PASSAGE PROVIDED start
Andrei Marochko is a Senior Development Engineer in the Performance Analysis and Threading (PAT) group in Intel's Developer Products Division. Bradley Werth is a Senior Software Engineer in Intel's Entertainment Technical Marketing Engineering group. Anton Pegushin a Senior Technical Consulting Engineer for Intel's Threading and Performance Analysis group specializing in threading and in the use of Intel Threading Building Blocks. Michael D'Mello is a Senior Technical Consulting Engineer in Intel's Developer Products Division.
The main frame processing loop of a typical computer game is composed of a few functional blocks. Typically these are the Artificial Intelligence (AI), Physics, Particles, and Rendering computational functions. A popular strategy for parallelizing this loop is to represent the functional blocks as stages of a pipeline which can then be run in parallel across available processors, where the normal dependencies between the stages of the pipeline apply. Naturally, in this approach theoretical scalability is also limited by the number and weights of the stages in the pipeline. Most implementations of this approach assign one stage to a physical processor. As a result, on machines where the number of processors is greater than the number of pipeline stages, this approach obtains no benefit from the additional processor resources available. On the plus side, the method can be implemented to maintain data locality with respect to processor cache as each data item is run through the pipeline.
In pure serial implementations of the main computational loop, the heterogeneous tasks which make up the body of the loop are executed in an ordered fashion. In the parallel case you may attempt to relax this ordering and attempt a more asynchronous execution of the tasks as long as the fidelity of the output is not affected or is maintained to some acceptable degree. Such an approach to parallelization of the frame loop is intriguing in that scalability is now limited only by the availability of tasks ready to execute and cores to process them -- subject, of course, to any and all constraints that apply between the different tasks. Further, you may parallelize each of the high-level tasks into subtasks and exploit any fine-grained parallelization that may be available. If you employ a thread pool to avoid oversubscription of the CPUs, the problem then becomes one of scheduling a pool of tasks to a pool of threads subject to any constraints that may apply.
PASSAGE PROVIDED end
DATASET CONTENT start
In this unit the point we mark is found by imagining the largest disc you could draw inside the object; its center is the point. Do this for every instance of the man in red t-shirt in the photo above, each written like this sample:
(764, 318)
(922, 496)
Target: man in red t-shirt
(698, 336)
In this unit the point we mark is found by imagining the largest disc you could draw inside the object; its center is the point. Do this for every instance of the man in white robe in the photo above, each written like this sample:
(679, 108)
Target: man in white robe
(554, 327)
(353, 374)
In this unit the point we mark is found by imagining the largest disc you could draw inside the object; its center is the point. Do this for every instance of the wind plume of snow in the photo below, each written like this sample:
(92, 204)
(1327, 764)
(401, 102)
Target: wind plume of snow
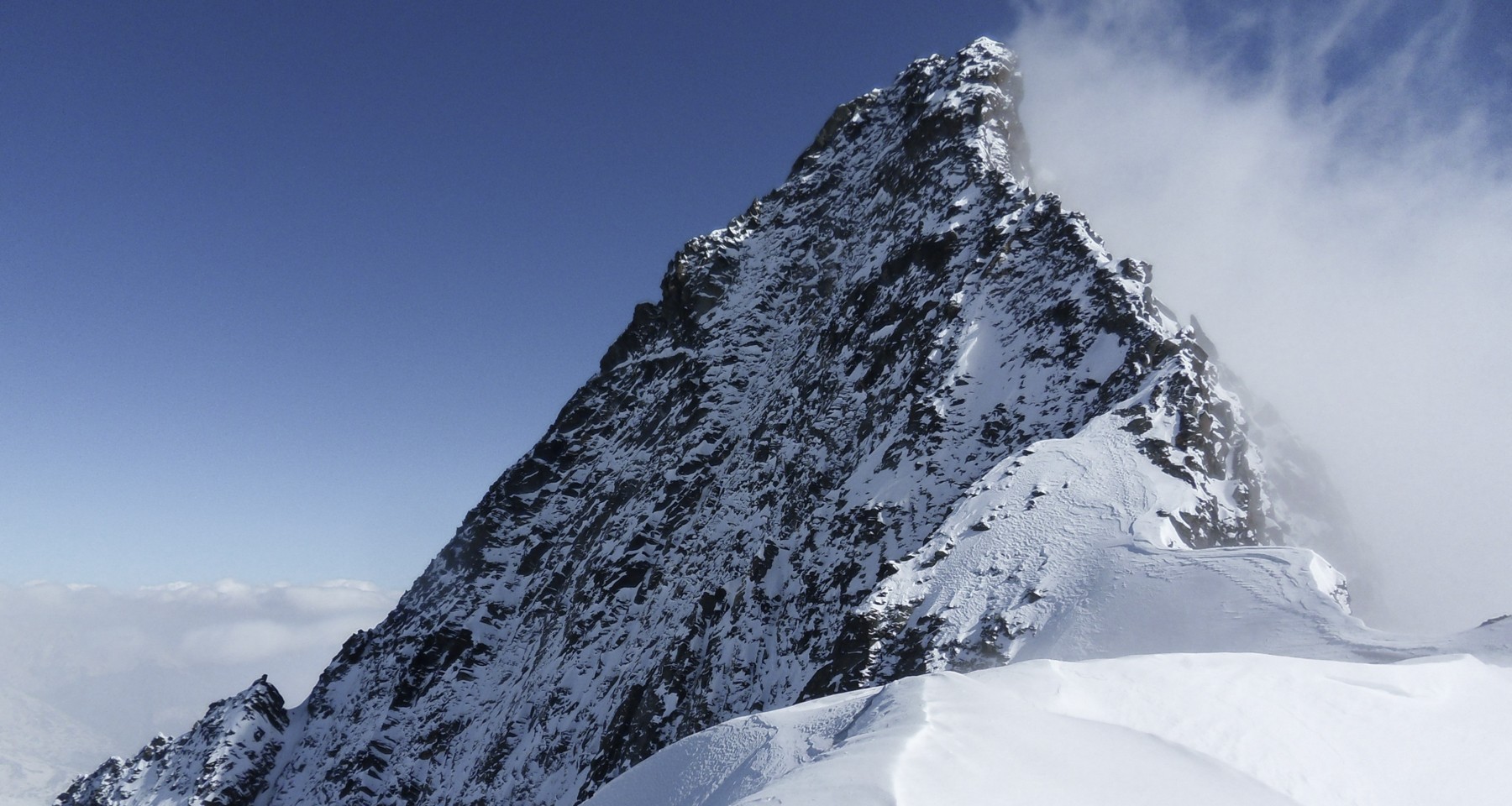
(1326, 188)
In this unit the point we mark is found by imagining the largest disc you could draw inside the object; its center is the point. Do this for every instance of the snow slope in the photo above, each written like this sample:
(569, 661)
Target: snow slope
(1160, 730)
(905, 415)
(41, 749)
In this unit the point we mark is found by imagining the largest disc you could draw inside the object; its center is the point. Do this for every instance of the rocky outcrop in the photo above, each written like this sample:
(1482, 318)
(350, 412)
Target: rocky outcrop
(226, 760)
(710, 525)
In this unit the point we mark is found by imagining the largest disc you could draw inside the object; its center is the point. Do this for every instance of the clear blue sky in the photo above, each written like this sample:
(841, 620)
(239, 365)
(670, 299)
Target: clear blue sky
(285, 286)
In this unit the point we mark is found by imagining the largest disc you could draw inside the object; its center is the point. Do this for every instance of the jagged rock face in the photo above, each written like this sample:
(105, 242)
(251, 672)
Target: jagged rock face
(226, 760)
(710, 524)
DATASET CONTENT end
EXERCISE INSTRUCTIONS: Update the game frame-loop text from "Andrei Marochko is" up to and including "Engineer in Intel's Developer Products Division.", replacing "Senior Software Engineer" with "Lead Software Engineer". These records have no connection to the text about parallelizing a game's frame loop.

WRITTEN REPLY:
Andrei Marochko is a Senior Development Engineer in the Performance Analysis and Threading (PAT) group in Intel's Developer Products Division. Bradley Werth is a Lead Software Engineer in Intel's Entertainment Technical Marketing Engineering group. Anton Pegushin a Senior Technical Consulting Engineer for Intel's Threading and Performance Analysis group specializing in threading and in the use of Intel Threading Building Blocks. Michael D'Mello is a Senior Technical Consulting Engineer in Intel's Developer Products Division.